A tributação a serviço do meio ambiente

em 2 November, 2009


 

O que é melhor para a defesa do meio ambiente e o desenvolvimento sustentável quando consideramos o aspecto tributário? Deve o governo aplicar as isenções fiscais ou diminuir a carga tributária? Para o advogado tributarista, Jorge Henrique de Oliveira Souza, “as possibilidades de utilização dos instrumentos tributários com fins ambientais são amplíssimas”. Ele avalia que em razão da elevada carga tributária brasileira, “a concessão de incentivos fiscais estimulará as empresas a melhorarem seus produtos e processos produtivos com vistas a obterem redução da carga tributária e aumentarem a competitividade no mercado”.

» **LISTA DE TAREFAS**
- 1) Transcreva, sem alterações, o trecho dos registros que vai do início deles até a linha que contém "[123,0,350,136]", incluindo ambas as extremidades.
- 2) Prossiga o texto sobre o uso da tributação em favor do meio ambiente a partir do ponto em que ele termina.

(Registros de um conjunto de dados)

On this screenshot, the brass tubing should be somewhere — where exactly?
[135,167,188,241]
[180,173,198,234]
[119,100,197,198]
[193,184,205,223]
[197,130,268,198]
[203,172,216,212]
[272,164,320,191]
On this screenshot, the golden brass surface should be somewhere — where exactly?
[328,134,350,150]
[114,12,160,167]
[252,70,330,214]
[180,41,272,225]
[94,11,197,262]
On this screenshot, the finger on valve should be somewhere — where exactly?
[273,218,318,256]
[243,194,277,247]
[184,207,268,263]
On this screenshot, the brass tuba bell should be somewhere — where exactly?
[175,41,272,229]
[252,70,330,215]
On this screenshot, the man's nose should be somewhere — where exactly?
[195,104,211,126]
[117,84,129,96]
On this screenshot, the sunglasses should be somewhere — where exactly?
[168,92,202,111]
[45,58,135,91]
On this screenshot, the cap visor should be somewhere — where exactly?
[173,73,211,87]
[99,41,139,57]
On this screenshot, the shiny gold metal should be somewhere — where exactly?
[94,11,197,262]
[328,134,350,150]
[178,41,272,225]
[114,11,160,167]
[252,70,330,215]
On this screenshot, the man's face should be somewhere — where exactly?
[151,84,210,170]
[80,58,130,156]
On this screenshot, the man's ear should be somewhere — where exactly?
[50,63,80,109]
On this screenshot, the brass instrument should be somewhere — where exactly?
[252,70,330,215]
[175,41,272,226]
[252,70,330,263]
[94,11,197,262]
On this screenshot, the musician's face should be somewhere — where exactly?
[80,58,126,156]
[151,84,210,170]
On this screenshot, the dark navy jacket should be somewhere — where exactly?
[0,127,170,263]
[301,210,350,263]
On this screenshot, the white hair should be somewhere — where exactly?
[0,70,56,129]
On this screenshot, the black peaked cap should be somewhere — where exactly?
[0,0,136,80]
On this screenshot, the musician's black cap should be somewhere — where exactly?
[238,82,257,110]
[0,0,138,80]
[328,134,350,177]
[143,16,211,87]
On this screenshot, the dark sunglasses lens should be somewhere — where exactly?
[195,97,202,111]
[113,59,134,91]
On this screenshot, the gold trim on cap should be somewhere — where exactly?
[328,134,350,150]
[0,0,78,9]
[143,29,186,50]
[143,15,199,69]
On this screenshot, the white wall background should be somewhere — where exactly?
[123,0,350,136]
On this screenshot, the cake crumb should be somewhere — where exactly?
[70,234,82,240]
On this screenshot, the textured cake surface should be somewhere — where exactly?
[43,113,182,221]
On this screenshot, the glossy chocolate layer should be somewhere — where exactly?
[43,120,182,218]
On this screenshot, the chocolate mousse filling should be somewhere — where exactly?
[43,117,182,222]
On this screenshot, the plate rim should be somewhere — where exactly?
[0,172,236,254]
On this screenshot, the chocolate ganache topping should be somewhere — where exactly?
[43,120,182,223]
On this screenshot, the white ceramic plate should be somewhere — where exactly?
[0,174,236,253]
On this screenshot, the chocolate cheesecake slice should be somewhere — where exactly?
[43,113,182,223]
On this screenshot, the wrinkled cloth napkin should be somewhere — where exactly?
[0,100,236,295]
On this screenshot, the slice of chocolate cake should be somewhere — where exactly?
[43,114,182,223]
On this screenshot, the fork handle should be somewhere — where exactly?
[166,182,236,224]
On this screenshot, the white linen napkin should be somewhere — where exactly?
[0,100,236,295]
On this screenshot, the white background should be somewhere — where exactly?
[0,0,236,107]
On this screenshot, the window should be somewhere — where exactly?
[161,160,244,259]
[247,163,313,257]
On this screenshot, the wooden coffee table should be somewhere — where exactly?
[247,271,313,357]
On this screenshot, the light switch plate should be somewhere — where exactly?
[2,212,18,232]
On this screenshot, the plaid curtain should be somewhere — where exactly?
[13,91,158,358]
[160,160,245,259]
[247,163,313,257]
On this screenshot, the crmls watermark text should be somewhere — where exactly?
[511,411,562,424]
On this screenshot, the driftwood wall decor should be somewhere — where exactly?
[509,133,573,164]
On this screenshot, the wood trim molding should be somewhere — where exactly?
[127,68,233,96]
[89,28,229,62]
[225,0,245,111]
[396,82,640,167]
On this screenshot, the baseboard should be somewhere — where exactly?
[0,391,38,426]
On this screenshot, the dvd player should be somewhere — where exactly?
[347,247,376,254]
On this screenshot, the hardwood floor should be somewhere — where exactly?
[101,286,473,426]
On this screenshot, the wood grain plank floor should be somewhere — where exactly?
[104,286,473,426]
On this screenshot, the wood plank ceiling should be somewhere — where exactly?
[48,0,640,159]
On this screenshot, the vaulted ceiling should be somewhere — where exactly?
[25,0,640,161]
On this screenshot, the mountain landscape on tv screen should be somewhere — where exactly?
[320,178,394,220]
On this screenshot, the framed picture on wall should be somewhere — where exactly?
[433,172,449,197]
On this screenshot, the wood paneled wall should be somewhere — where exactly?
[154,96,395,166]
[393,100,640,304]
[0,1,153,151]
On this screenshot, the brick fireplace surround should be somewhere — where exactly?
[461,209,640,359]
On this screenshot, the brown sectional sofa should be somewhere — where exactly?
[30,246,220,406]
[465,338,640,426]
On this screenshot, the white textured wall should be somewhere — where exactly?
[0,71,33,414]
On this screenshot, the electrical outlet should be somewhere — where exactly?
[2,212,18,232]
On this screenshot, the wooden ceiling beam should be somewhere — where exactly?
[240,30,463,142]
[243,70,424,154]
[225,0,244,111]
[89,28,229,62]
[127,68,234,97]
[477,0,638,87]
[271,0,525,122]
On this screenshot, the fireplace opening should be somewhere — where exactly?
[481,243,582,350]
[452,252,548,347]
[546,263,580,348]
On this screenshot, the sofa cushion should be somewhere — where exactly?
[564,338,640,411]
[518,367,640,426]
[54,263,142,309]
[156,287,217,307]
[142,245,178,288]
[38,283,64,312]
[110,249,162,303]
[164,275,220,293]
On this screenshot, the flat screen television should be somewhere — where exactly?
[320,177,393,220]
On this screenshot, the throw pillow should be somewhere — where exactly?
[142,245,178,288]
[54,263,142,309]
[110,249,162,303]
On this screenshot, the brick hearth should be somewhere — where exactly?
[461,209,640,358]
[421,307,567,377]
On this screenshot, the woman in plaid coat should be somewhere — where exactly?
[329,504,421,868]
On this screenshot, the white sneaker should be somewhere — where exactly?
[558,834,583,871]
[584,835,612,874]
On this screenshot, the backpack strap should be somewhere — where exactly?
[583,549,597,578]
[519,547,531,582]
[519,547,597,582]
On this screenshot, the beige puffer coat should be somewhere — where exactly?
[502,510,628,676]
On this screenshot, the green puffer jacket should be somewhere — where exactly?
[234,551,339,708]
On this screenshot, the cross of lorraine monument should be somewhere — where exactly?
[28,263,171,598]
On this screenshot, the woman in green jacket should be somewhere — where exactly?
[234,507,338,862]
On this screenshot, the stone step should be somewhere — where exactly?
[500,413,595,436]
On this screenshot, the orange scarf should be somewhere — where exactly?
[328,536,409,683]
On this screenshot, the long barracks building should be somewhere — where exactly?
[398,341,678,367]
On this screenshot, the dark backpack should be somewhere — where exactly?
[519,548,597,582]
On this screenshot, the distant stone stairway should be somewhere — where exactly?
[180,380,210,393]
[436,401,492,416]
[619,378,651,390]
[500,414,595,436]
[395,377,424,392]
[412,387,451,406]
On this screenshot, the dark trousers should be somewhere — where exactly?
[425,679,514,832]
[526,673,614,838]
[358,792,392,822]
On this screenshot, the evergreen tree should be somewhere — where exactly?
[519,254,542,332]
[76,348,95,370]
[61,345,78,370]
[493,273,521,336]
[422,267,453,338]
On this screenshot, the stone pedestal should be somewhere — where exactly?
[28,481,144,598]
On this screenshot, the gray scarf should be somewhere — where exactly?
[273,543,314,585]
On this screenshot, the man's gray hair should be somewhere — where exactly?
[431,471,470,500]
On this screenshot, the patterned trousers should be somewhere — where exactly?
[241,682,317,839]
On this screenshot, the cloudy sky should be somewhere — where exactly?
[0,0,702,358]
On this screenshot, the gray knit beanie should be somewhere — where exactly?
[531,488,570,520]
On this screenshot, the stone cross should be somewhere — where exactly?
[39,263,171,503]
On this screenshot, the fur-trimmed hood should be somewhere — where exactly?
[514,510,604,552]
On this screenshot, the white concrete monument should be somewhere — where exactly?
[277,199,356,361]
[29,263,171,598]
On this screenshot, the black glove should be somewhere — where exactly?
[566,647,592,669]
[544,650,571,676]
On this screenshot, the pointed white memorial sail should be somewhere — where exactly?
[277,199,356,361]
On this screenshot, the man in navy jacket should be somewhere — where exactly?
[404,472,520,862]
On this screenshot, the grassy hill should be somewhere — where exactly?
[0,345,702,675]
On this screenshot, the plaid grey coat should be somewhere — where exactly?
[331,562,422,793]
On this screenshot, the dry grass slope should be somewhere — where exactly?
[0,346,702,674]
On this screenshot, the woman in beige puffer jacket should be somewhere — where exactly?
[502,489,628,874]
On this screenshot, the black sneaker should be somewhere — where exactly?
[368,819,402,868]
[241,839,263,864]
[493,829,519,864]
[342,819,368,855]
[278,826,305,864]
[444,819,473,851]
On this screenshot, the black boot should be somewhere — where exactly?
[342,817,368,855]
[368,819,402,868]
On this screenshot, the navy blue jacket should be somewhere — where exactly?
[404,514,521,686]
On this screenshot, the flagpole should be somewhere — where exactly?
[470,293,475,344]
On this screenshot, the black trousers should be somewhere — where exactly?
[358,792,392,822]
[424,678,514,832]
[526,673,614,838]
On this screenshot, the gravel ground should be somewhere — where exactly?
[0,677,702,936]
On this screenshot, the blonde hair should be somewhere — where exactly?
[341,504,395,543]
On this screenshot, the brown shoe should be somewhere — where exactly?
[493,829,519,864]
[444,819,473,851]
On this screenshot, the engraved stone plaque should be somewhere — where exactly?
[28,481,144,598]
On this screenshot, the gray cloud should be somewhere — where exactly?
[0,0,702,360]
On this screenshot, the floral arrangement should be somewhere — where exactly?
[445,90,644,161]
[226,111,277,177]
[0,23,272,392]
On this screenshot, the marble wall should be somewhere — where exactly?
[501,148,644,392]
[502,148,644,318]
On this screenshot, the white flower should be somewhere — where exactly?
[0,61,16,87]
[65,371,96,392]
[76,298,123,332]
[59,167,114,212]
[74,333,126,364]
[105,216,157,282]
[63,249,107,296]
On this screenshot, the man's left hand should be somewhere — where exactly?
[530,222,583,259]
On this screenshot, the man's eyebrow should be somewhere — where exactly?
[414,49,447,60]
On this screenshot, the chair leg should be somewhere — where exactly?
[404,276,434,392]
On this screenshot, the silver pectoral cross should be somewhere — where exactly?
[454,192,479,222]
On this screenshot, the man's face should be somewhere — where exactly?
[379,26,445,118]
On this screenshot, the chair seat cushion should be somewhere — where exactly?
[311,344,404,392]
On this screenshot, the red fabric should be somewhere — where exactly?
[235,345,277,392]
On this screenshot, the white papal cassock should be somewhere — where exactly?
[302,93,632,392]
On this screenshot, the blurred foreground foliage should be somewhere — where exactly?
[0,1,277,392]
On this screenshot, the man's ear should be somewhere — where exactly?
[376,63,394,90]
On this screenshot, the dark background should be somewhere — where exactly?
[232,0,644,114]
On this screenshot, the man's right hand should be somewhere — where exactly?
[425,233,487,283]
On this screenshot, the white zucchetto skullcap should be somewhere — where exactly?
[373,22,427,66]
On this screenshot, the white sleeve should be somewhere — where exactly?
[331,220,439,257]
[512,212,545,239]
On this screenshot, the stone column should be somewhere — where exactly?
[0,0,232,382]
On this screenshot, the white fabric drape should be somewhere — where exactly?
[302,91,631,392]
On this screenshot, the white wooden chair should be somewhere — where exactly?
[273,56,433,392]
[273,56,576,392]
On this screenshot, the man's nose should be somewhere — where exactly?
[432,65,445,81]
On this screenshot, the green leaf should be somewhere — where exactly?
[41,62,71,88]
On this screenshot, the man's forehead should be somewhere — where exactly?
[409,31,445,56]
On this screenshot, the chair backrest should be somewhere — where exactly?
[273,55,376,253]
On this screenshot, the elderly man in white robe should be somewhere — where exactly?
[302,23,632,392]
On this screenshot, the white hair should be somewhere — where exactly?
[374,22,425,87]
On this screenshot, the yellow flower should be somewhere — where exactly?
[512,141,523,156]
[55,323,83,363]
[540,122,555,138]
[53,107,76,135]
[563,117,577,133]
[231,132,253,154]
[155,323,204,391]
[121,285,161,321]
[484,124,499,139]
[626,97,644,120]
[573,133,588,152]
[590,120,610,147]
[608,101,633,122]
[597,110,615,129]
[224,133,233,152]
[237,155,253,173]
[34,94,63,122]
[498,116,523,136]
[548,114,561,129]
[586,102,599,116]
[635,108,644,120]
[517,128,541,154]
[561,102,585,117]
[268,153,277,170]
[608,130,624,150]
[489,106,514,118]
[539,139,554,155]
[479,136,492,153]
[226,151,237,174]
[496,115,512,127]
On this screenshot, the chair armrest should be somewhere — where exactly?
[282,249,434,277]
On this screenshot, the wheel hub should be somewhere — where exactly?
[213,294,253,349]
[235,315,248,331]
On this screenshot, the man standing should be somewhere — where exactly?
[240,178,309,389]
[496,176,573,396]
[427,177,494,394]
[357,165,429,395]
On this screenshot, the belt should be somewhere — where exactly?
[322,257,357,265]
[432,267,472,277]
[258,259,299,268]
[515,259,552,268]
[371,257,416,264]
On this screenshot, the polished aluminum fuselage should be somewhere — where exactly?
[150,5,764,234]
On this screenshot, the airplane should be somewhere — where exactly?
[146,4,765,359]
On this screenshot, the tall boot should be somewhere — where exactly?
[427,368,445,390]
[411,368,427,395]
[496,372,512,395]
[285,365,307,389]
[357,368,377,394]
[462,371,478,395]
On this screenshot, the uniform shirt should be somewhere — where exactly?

» **RESULTADOS DO EXERCÍCIO**
- 1)
On this screenshot, the brass tubing should be somewhere — where exactly?
[135,167,188,241]
[180,173,198,234]
[119,100,197,198]
[193,184,205,223]
[197,130,268,198]
[203,172,216,212]
[272,164,320,191]
On this screenshot, the golden brass surface should be somewhere — where exactly?
[328,134,350,150]
[114,12,160,167]
[252,70,330,214]
[180,41,272,225]
[94,11,197,262]
On this screenshot, the finger on valve should be somewhere — where exactly?
[273,218,318,256]
[243,194,277,247]
[184,207,268,263]
On this screenshot, the brass tuba bell should be somewhere — where exactly?
[175,41,272,229]
[252,70,330,215]
On this screenshot, the man's nose should be somewhere — where exactly?
[195,104,211,126]
[117,84,129,96]
On this screenshot, the sunglasses should be somewhere — where exactly?
[168,92,202,111]
[45,58,135,91]
On this screenshot, the cap visor should be somewhere — where exactly?
[173,73,211,87]
[99,41,139,57]
On this screenshot, the shiny gold metal should be somewhere — where exactly?
[94,11,197,262]
[328,134,350,150]
[178,41,272,225]
[114,11,160,167]
[252,70,330,215]
On this screenshot, the man's face should be somewhere — where exactly?
[151,84,210,170]
[80,58,130,156]
On this screenshot, the man's ear should be somewhere — where exactly?
[50,63,80,109]
On this screenshot, the brass instrument should be somewhere — where exactly?
[252,70,330,215]
[175,41,272,226]
[252,70,330,263]
[94,11,197,262]
On this screenshot, the musician's face should be somewhere — where exactly?
[80,58,126,156]
[151,84,210,170]
On this screenshot, the dark navy jacket should be somewhere — where exactly?
[0,127,170,263]
[301,210,350,263]
On this screenshot, the white hair should be somewhere — where exactly?
[0,70,56,129]
On this screenshot, the black peaked cap should be somewhere — where exactly?
[0,0,136,80]
On this screenshot, the musician's black cap should be somewhere — where exactly?
[238,82,257,110]
[0,0,138,80]
[328,134,350,177]
[143,16,211,87]
On this screenshot, the dark sunglasses lens should be somewhere — where exactly?
[195,97,202,111]
[113,59,134,91]
On this screenshot, the gold trim on cap should be somewhere — where exactly?
[328,134,350,150]
[0,0,78,9]
[143,29,186,50]
[143,15,199,69]
On this screenshot, the white wall background should be somewhere — where exactly?
[123,0,350,136]

- 2)
Para o especialista, as diversas espécies tributárias, ou seja, impostos, taxas, contribuição de melhoria, podem atuar de forma distinta na preservação do meio ambiente. Ele explica que não há um tributo específico, ou melhor, “cada espécie tributária poderá, ao seu modo, contribuir para a preservação ambiental”.

 

Formado em Direito pela Universidade Presbiteriana Mackenzie, Jorge Henrique de Oliveira Souza é sócio do escritório Tojal, Teixeira Ferreira, Serrano & Renault advogados associados.   Em entrevista ao Observatório Eco, ele disse que o grande equívoco do legislador ao tratar da tributação ambiental é “utilizar com muita timidez e em pouquíssimos casos, este valioso instrumento”.

 

Com pós-graduação em Direito Tributário, pelo IBET (Instituto Brasileiro de Estudos Tributário) da USP/SP e mestrado pela PUC-SP (Pontifícia Universidade Católica), o tributarista defende que o uso correto da tributação pode permitir “a efetiva criação de um tributo ambiental, e não apenas o aumento da carga tributária sob a justificativa de preservação do meio ambiente”.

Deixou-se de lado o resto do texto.